→ **TEXTO PARA LEITURA**:

Portanto, escrevo textos acadêmicos porque preciso escrever ou estou fora do circuito universitário. Só tomo duas precauções. Primeiro, sempre escolho pesquisar temas que realmente me instiguem. Segundo: tomo cuidado para jamais entediar o leitor. Artigos acadêmicos não precisam ser pedras de Sísifo. Podem ser escritos com técnicas advindas do gênero ensaio, sem perder o foco na objetividade “científica” (eis as aspas novamente) ou nas informações que precisam ser transmitidas. Regularmente, sou criticado por isso na comunidade acadêmica. Em minha defesa, cito Voltaire que tinha como regra não entediar em sua atividade de historiador e escritor.

→ **INSTRUÇÕES**:
1. Transcreva literalmente o trecho do texto sobre escrita acadêmica que começa com as palavras contendo "Portanto, escrevo textos" e termina em "historiador e escritor.".
2. Reescreva em forma de lista o parágrafo do texto sobre escrita acadêmica que começa com "Portanto, escrevo textos acadêmicos", mantendo seus fatos principais.
3. Segundo o texto sobre escrita acadêmica, que regra Voltaire seguia em sua atividade de historiador e escritor?
A listagem não tem relação com o texto sobre escrita acadêmica.

→ **MATERIAL**:
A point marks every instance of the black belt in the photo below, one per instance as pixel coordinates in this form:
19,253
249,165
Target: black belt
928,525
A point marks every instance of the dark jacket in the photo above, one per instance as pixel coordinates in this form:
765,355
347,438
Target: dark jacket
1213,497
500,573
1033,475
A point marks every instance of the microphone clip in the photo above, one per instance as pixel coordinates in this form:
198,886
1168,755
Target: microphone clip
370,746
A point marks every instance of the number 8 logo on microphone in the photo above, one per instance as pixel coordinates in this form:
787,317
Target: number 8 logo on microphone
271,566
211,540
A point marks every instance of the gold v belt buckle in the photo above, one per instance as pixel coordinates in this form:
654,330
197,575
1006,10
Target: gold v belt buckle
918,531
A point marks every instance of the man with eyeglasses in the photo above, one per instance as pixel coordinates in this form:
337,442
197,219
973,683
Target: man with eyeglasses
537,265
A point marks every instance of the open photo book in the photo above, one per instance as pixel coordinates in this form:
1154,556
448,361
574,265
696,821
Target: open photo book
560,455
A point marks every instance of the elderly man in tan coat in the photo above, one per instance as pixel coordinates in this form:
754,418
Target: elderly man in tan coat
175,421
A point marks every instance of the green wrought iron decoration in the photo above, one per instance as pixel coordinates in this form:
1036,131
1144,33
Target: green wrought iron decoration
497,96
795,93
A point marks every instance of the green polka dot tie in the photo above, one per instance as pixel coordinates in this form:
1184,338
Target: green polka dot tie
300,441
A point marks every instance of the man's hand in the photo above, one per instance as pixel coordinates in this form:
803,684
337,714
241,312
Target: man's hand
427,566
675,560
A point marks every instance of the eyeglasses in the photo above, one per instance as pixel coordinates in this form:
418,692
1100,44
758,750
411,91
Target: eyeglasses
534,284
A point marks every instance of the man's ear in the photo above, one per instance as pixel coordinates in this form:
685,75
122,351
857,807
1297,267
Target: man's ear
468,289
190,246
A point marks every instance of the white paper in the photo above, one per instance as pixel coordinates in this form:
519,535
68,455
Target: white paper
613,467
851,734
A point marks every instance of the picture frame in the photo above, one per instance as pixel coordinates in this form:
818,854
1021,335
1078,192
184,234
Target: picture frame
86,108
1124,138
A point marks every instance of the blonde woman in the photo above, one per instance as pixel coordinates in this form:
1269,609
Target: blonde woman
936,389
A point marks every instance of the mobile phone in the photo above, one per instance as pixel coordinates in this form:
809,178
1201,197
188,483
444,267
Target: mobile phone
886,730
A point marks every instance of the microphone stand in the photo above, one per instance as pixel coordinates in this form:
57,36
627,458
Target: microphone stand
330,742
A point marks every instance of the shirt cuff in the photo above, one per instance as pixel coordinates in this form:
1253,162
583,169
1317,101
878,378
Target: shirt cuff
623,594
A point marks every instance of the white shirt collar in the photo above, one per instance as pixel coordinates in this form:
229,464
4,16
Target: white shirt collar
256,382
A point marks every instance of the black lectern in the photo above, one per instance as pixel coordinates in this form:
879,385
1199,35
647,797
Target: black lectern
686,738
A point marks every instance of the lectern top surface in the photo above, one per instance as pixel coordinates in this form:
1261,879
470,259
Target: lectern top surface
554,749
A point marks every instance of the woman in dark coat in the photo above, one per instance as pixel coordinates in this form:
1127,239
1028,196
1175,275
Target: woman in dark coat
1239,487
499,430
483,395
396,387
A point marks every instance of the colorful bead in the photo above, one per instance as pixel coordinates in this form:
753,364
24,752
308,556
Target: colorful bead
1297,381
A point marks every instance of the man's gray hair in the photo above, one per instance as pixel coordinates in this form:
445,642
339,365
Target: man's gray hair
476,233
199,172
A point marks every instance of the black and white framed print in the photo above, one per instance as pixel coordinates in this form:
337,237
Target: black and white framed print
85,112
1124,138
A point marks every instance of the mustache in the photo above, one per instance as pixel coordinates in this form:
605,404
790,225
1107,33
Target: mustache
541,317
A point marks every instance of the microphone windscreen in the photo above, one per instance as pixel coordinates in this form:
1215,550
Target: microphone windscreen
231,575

→ **RESPOSTAS POR TAREFA**:
1.
Portanto, escrevo textos acadêmicos porque preciso escrever ou estou fora do circuito universitário. Só tomo duas precauções. Primeiro, sempre escolho pesquisar temas que realmente me instiguem. Segundo: tomo cuidado para jamais entediar o leitor. Artigos acadêmicos não precisam ser pedras de Sísifo. Podem ser escritos com técnicas advindas do gênero ensaio, sem perder o foco na objetividade “científica” (eis as aspas novamente) ou nas informações que precisam ser transmitidas. Regularmente, sou criticado por isso na comunidade acadêmica. Em minha defesa, cito Voltaire que tinha como regra não entediar em sua atividade de historiador e escritor.

2.
- Motivo para escrever textos acadêmicos: necessidade, para não ficar fora do circuito universitário.
- Primeira precaução: escolher pesquisar temas que realmente instiguem.
- Segunda precaução: jamais entediar o leitor.
- Artigos acadêmicos podem ser escritos com técnicas do gênero ensaio, sem perder o foco na objetividade "científica" ou nas informações a transmitir.
- Essa postura é regularmente criticada na comunidade acadêmica.
- Em defesa, cita-se Voltaire, que tinha como regra não entediar em sua atividade de historiador e escritor.

3. A regra de não entediar.